WHAT YOU ARE ASKED TO DO: Please write out the items below as a numbered list, omitting any blank lines.

EXERCISE INPUTS:
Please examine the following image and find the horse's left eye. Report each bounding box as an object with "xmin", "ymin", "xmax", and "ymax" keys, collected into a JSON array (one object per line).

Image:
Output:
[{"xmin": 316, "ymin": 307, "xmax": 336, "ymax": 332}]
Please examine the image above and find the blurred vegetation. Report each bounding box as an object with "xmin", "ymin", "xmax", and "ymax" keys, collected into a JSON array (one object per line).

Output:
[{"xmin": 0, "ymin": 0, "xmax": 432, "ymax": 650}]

PROBLEM SOLUTION:
1. Please examine the following image and find the horse's left eye. Report each bounding box as an object with "xmin", "ymin", "xmax", and "ymax" keys, collected into a JSON array (one object per line).
2. Image:
3. Output:
4. [{"xmin": 316, "ymin": 307, "xmax": 336, "ymax": 332}]
5. Please examine the image above and find the blurred vegetation. Report each bounding box as an object with "xmin", "ymin", "xmax", and "ymax" keys, collected into a JSON array (one object per line).
6. Output:
7. [{"xmin": 0, "ymin": 0, "xmax": 432, "ymax": 650}]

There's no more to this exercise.